Please retype the article on 6pm's industry consolidation plans in full, word for word.

▶ _Excerpted text_
◇ ◇ ◇ ◇
6pm plc, the Naxxar-based IT solutions company, is to embark on an industry consolidation programme in 2011, newly appointed chief executive officer Ivan Bartolo told The Sunday Times.

The company has already earmarked approximately 10 local firms for the initiative.

The programme falls under a carefully planned strategy to see 6pm diversify and expand its portfolio. It is also part of a wider, ambitious three-year plan for growth so that the company strengthens its offering in the UK, Malta, and two new markets by 2013.

The plans for Malta will be implemented almost immediately.

Over the next 12 months, the company will formally offer the firms – ranging from ICT trainers to web developers – the opportunity to strategically align themselves with 6pm by means of a framework which is currently being developed.

Mr Bartolo explained that the local ICT industry was in the throes of a consolidation period, and the time was ripe for such an initiative.

“The ICT industry is looking at the same consolidation that the local insurance sector faced a couple of years ago,” Mr Bartolo said.

“It is very Maltese – and Mediterranean – to wish to own your own business. It is a culture which saw small businesses in the ICT sector mushroom,” he observed.

“But by coming under our umbrella, the targeted firms and 6pm will benefit from synergies and economies of scale. This will allow them to expand by participating in 6pm’s wider business locally and abroad. They will also be able to share our HR, accounting and marketing resources,” he said.

In turn, he added, thanks to the expertise of these small specialist firms, 6pm will have access to new areas of business such as web development, domain hosting, and robotics.

Mr Bartolo said the framework was being developed to ensure that the smaller firms retained control, and, more importantly, are able to continue to nurture the passion for their business. Down the line, Mr Bartolo conceded, they could also avail themselves of an exit strategy, should it present itself.

Internally, 6pm has just finalised a restructuring which has seen the recent appointment of Mr Bartolo, who founded the company, as chief executive officer. Former chief executive Alan West-Robinson is now a non-executive director.

Director Peter Bugeja has been named chief operations officer, while Kevin Farrugia has been appointed chief financial officer.

Mr Bartolo explained the management restructuring aimed to better match personal qualities with specific posts as the company prepared to embark on its growth drive.
◇ ◇ ◇ ◇
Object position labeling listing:
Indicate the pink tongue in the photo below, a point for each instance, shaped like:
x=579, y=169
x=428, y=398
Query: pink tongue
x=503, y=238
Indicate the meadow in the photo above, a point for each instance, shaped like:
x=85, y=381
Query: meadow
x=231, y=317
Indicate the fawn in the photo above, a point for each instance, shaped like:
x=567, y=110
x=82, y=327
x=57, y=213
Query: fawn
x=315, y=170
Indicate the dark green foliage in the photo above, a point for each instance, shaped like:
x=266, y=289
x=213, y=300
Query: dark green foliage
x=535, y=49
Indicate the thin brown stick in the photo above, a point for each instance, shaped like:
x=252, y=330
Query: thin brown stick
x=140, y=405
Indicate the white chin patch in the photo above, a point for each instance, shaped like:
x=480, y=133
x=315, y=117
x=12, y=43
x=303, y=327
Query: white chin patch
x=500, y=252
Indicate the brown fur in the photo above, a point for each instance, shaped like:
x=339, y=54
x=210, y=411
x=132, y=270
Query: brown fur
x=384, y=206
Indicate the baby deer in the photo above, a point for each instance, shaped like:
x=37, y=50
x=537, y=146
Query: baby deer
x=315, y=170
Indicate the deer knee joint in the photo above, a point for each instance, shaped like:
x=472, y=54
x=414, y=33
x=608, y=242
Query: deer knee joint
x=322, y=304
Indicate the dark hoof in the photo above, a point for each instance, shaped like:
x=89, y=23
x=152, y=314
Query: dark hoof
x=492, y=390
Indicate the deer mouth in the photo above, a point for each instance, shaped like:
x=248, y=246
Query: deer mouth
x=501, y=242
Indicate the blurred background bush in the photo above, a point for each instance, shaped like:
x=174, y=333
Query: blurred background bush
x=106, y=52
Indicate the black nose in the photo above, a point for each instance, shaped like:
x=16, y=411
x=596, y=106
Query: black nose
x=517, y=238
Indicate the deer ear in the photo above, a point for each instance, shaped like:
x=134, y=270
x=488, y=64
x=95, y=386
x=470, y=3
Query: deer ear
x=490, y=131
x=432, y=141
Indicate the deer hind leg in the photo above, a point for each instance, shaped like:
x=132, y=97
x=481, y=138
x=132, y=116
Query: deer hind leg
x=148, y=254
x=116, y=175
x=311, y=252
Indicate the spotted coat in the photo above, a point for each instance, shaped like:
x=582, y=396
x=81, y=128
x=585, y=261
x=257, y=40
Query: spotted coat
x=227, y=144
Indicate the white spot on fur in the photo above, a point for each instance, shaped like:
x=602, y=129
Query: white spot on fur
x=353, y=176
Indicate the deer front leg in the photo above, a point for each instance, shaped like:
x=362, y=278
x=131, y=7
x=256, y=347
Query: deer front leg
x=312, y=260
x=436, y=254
◇ ◇ ◇ ◇
▶ _Result for this exercise_
6pm plc, the Naxxar-based IT solutions company, is to embark on an industry consolidation programme in 2011, newly appointed chief executive officer Ivan Bartolo told The Sunday Times.

The company has already earmarked approximately 10 local firms for the initiative.

The programme falls under a carefully planned strategy to see 6pm diversify and expand its portfolio. It is also part of a wider, ambitious three-year plan for growth so that the company strengthens its offering in the UK, Malta, and two new markets by 2013.

The plans for Malta will be implemented almost immediately.

Over the next 12 months, the company will formally offer the firms – ranging from ICT trainers to web developers – the opportunity to strategically align themselves with 6pm by means of a framework which is currently being developed.

Mr Bartolo explained that the local ICT industry was in the throes of a consolidation period, and the time was ripe for such an initiative.

“The ICT industry is looking at the same consolidation that the local insurance sector faced a couple of years ago,” Mr Bartolo said.

“It is very Maltese – and Mediterranean – to wish to own your own business. It is a culture which saw small businesses in the ICT sector mushroom,” he observed.

“But by coming under our umbrella, the targeted firms and 6pm will benefit from synergies and economies of scale. This will allow them to expand by participating in 6pm’s wider business locally and abroad. They will also be able to share our HR, accounting and marketing resources,” he said.

In turn, he added, thanks to the expertise of these small specialist firms, 6pm will have access to new areas of business such as web development, domain hosting, and robotics.

Mr Bartolo said the framework was being developed to ensure that the smaller firms retained control, and, more importantly, are able to continue to nurture the passion for their business. Down the line, Mr Bartolo conceded, they could also avail themselves of an exit strategy, should it present itself.

Internally, 6pm has just finalised a restructuring which has seen the recent appointment of Mr Bartolo, who founded the company, as chief executive officer. Former chief executive Alan West-Robinson is now a non-executive director.

Director Peter Bugeja has been named chief operations officer, while Kevin Farrugia has been appointed chief financial officer.

Mr Bartolo explained the management restructuring aimed to better match personal qualities with specific posts as the company prepared to embark on its growth drive.